[Text provided]:
-- START --

Try casting and working the Prop-A-Hopper and other surface flies around areas that provide cover, such as lily pads, weed beds, overhanging grass, snag piles and submerged vegetation, and you are well on your way to achieving a hook up.
The correct way to work fizzers is no different to that of any other fly as there isn’t only one correct way. You need to change and vary the retrieve on any given day to see what works in that scenario. The desired retrieve that solicits the strike can be different for various species and even at different times of the day.
My basic retrieve that then becomes the groundwork for fine-tuning on any given day is as follows.
Allow the fly to land and wait a few seconds while the shock waves on the water virtually disappear. Give the fly one short strip, of no more then 10cm, and again let the ringlets disperse. Next give two short strips with a pause between and again wait. Now do a very slow single strip that sees the fly gently fizzing across the surface for almost a metre. Let the fly rest before going back to the single strip again to repeat the sequence.
This technique covers most of the options in working this fly in the one retrieve. If you are noticing rises or strikes from fish on any particular stage of the retrieve then concentrate more on that type of retrieve.
But just when you think you have it all worked out, the fish will probably change their mind as to what interests them. Therefore don’t get stuck on just doing one style of retrieve all day. If things go quiet then change it again until some interest is shown.
The materials used in this fly are fairly basic although tying this fly is a little different to anything we have done before.
The mini propellers are available at most suppliers of quality fly tying materials and come in several sizes. I have used the large size for this fly due to the fact that the hole in the middle of the propeller will just fit over the barb of the hook. You can usually enlarge the hole in the middle of the prop with a sharp object as they are made of soft aluminium.
For the body I have used Evasote 3mm high-density foam, which is a little firmer than the 2mm medium density foam, although that can be used if it is all you have at your disposal. The various types and colours of both the hackle and the chenille can be altered to suit. This fly can be tied in an array of colours with good results on a host of saltwater and freshwater species.

-- END --

[Description of the task]:
In the fly-fishing text, what is the maximum length of the one short strip given after the fly lands? The data that comes next is from a separate source, not from the fly-fishing text.

[Material]:
-- START --

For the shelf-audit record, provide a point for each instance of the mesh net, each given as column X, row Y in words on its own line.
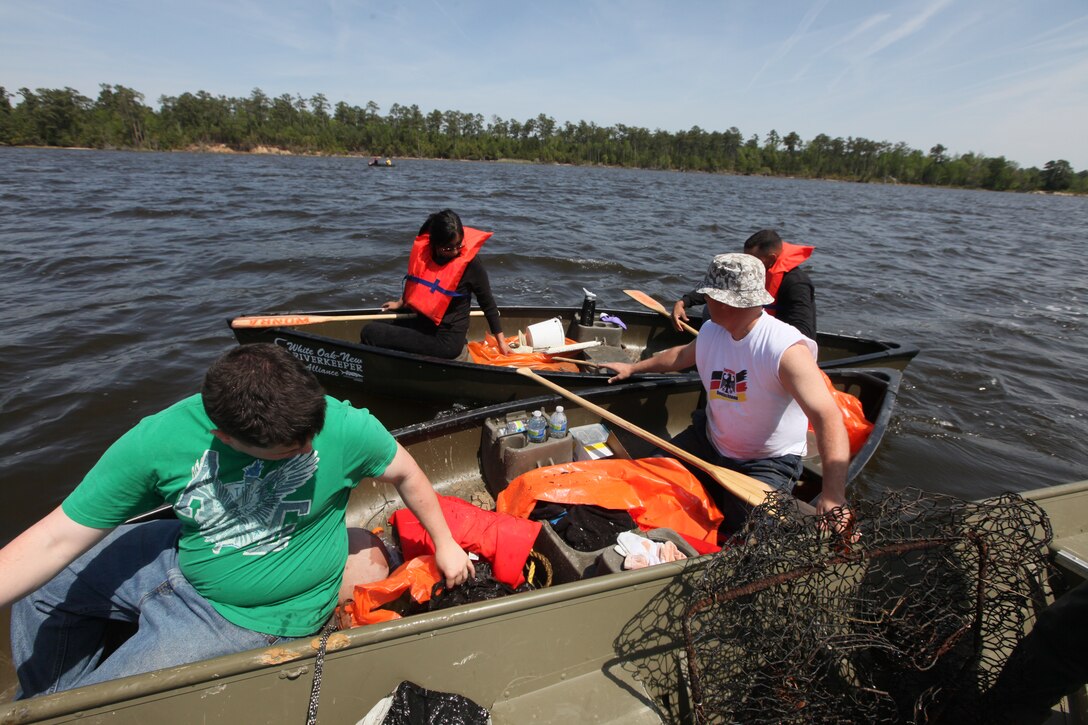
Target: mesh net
column 909, row 623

-- END --

[Full solution]:
No more than 10cm.